*** DOCUMENT SEGMENT ***
The Canterbury Festival officially gets under way next week when Kent's oldest living player, the 80-year-old Eddie Crush, will toss the coin for the Kent and Leicestershire captains.

The marquees are already up, looking like so many tented pavilions, with pennons fluttering in the sharp breeze which brought three irritating interruptions for rain.

Yesterday though there was a less than festival atmosphere over the St Lawrence Ground, and amidst those pennons was glimpsed what appeared to be a white flag clutched by a handful of Kent batsmen, who failed to do what the Derbyshire lower order had managed - to stick around and score runs.

Admittedly the Kent attack did not possess an enthusiastic and competent swing bowler like Kevin Dean. The left-armer bounced in for 10 eager overs, producing a stunning spell which accounted for four Kent batsmen in the space of 26 balls. Only Robert Key showed any competence at the crease as he moved cautiously, but not uncomfortably, into the 20s.

As dour as it had been for much of the time, the Derbyshire batsmen certainly had it right, the last four wickets realising a hundredweight of runs, thanks chiefly to some serious entrenchment by Matthew Dowman and Simon Lacey. The pair dug in like a couple of Sappers and for 35 overs there was only the occasional sight of one or the other's head poking over the top of the trenches.
*** End of DOCUMENT SEGMENT ***
Answer these questions from the cricket report, one line each.
1. Who will toss the coin for the Kent and Leicestershire captains?
2. How many Kent batsmen did Kevin Dean account for, and in the space of how many balls?
3. Which two Derbyshire batsmen are credited with the serious entrenchment?
*** RECORDS SHOWN ***
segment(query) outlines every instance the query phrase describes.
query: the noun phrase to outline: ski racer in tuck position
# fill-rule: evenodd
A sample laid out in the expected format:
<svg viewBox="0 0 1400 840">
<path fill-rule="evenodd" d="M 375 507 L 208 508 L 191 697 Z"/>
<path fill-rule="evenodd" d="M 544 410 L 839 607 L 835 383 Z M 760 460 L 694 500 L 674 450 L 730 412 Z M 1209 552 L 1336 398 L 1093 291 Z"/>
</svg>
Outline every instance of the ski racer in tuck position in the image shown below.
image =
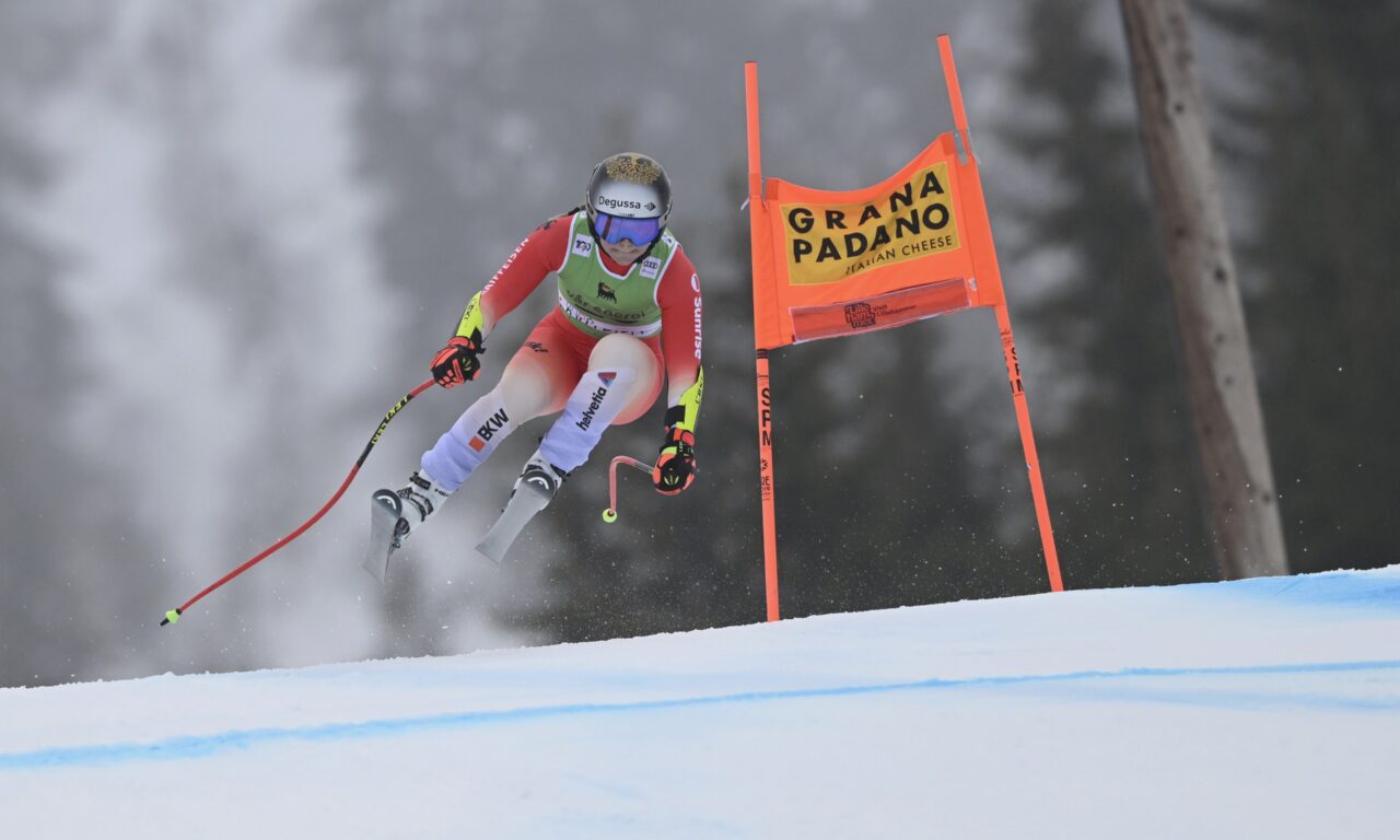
*** End of RECORDS SHOWN ***
*SOLUTION FOR THIS PROBLEM:*
1. Eddie Crush, Kent's oldest living player, aged 80.
2. Four batsmen in 26 balls.
3. Matthew Dowman and Simon Lacey.